* [Goal of the exercise]: Rewrite the items below as a Markdown table with the columns Row and Line, putting each line in its own row with its row number and skipping blank lines.

## begin

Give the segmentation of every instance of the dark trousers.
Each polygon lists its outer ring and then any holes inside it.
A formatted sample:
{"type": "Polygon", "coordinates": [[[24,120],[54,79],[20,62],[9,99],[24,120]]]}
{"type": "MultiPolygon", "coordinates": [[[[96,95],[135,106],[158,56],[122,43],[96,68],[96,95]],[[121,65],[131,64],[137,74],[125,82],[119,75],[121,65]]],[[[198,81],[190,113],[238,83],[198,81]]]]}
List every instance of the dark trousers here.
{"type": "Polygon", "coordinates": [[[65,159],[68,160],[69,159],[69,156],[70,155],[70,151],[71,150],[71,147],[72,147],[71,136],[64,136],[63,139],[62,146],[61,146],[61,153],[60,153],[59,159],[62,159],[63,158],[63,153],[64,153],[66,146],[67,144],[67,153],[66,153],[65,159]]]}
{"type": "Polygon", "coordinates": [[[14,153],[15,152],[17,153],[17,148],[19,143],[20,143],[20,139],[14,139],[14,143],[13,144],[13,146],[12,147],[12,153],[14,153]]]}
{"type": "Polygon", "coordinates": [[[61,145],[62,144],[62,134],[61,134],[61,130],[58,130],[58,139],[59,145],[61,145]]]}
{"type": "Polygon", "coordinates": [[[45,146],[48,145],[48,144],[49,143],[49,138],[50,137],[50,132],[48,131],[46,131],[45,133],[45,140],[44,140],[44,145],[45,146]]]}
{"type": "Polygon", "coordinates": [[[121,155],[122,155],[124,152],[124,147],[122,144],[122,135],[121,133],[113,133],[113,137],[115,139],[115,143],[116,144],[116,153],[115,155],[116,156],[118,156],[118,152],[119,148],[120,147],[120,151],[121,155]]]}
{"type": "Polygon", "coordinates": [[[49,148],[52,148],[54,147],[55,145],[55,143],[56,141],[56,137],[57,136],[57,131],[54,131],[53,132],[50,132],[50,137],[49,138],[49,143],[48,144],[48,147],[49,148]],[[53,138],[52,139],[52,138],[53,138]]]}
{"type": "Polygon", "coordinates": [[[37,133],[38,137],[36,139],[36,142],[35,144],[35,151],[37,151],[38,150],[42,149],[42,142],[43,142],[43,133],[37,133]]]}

## end

* [The reply]:
| Row | Line |
|---|---|
| 1 | Give the segmentation of every instance of the dark trousers. |
| 2 | Each polygon lists its outer ring and then any holes inside it. |
| 3 | A formatted sample: |
| 4 | {"type": "Polygon", "coordinates": [[[24,120],[54,79],[20,62],[9,99],[24,120]]]} |
| 5 | {"type": "MultiPolygon", "coordinates": [[[[96,95],[135,106],[158,56],[122,43],[96,68],[96,95]],[[121,65],[131,64],[137,74],[125,82],[119,75],[121,65]]],[[[198,81],[190,113],[238,83],[198,81]]]]} |
| 6 | List every instance of the dark trousers here. |
| 7 | {"type": "Polygon", "coordinates": [[[65,159],[68,160],[69,159],[69,156],[70,155],[70,151],[71,150],[71,147],[72,147],[71,136],[64,136],[63,139],[62,146],[61,146],[61,153],[60,153],[59,159],[62,159],[63,158],[63,153],[64,153],[66,146],[67,144],[67,153],[66,153],[65,159]]]} |
| 8 | {"type": "Polygon", "coordinates": [[[14,153],[15,152],[17,153],[17,148],[19,143],[20,143],[20,139],[14,139],[14,143],[13,144],[13,146],[12,147],[12,153],[14,153]]]} |
| 9 | {"type": "Polygon", "coordinates": [[[61,145],[62,144],[62,134],[61,134],[61,130],[58,130],[58,139],[59,145],[61,145]]]} |
| 10 | {"type": "Polygon", "coordinates": [[[45,146],[48,145],[48,144],[49,143],[49,138],[50,137],[50,132],[48,131],[46,131],[45,133],[45,140],[44,140],[44,145],[45,146]]]} |
| 11 | {"type": "Polygon", "coordinates": [[[121,155],[122,155],[124,152],[124,147],[122,144],[122,135],[121,133],[113,133],[113,137],[115,139],[115,143],[116,144],[116,153],[115,155],[116,156],[118,156],[118,152],[119,148],[120,147],[120,151],[121,155]]]} |
| 12 | {"type": "Polygon", "coordinates": [[[49,148],[52,148],[54,147],[55,145],[55,143],[56,141],[56,137],[57,136],[57,131],[54,131],[53,132],[50,132],[50,137],[49,138],[49,143],[48,144],[48,147],[49,148]],[[53,138],[52,139],[52,138],[53,138]]]} |
| 13 | {"type": "Polygon", "coordinates": [[[37,133],[38,137],[36,139],[36,142],[35,144],[35,151],[37,151],[38,150],[42,149],[42,142],[43,142],[43,133],[37,133]]]} |